## To do
In the listing below, the answer starts at the line that has "every framed painting." and stops after the line that has "Quick check: Given the image above, locate every microphone."; please repeat that part exactly and nothing more.

## Recorded data
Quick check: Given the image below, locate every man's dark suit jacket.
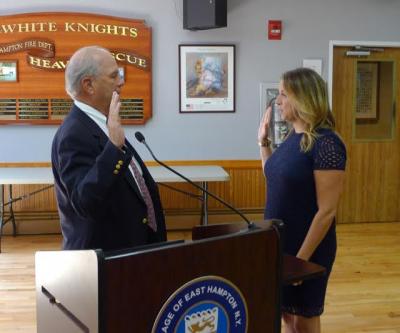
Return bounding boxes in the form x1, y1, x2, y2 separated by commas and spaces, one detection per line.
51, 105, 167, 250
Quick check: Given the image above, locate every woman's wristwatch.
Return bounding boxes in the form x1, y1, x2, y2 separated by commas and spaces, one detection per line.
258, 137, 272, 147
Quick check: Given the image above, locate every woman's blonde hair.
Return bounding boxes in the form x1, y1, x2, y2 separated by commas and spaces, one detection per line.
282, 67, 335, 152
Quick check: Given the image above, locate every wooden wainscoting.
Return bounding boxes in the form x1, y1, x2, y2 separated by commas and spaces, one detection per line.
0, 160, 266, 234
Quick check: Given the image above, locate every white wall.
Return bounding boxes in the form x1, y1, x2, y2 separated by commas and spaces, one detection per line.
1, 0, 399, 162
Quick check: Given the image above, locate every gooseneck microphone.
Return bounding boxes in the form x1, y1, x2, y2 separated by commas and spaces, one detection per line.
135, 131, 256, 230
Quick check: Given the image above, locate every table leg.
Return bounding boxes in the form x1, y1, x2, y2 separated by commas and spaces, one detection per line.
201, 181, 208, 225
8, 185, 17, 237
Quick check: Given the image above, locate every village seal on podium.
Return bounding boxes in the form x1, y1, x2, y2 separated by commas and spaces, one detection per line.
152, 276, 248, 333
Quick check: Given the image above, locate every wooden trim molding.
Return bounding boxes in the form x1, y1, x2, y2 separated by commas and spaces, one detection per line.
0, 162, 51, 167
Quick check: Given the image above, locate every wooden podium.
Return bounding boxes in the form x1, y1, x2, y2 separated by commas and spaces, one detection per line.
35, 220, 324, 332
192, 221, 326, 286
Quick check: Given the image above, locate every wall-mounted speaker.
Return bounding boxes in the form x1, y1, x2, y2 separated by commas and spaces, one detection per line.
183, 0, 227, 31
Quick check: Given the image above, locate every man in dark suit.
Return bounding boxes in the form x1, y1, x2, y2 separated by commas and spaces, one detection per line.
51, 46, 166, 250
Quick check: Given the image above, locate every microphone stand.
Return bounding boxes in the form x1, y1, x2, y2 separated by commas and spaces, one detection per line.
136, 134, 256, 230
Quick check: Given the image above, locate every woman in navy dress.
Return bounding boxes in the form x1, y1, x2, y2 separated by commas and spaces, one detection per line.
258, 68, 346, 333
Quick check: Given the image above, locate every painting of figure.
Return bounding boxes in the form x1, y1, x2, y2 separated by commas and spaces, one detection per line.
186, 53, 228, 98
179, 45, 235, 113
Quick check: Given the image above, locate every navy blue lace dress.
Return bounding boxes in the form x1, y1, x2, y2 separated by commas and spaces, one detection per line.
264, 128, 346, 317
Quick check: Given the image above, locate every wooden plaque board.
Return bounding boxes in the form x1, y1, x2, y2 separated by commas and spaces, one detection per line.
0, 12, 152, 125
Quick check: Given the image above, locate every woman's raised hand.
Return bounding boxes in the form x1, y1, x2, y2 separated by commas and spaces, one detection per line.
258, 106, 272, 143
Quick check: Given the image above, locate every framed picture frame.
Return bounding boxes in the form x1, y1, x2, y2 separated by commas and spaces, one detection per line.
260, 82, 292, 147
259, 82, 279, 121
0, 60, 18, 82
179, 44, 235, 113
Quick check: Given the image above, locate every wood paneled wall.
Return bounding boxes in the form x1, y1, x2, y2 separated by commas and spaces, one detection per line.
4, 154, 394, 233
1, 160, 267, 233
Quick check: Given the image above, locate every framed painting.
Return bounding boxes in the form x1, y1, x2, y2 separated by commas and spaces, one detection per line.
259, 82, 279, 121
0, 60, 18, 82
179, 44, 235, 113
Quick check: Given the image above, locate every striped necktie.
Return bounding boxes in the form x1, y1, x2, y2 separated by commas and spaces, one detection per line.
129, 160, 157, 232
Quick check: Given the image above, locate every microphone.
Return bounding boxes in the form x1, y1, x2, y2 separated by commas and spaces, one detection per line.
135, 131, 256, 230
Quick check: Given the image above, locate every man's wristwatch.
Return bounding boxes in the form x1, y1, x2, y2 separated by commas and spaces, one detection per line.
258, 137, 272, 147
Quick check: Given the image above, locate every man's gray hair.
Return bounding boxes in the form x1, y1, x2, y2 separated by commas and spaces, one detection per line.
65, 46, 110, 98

## Exercise response
Quick check: Given the image above, locate every framed painting.
Return bounding boxes in the form x1, y1, x2, y2 separated by commas and spaces, one detection per line.
259, 82, 279, 121
0, 60, 18, 82
179, 44, 235, 113
Quick check: Given the image above, locate every striped necktie.
Return bounding boxes in the form x1, y1, x2, y2 separated by commas and spaces, one detection per line.
129, 160, 157, 232
Quick check: Given the image above, locate every microphone.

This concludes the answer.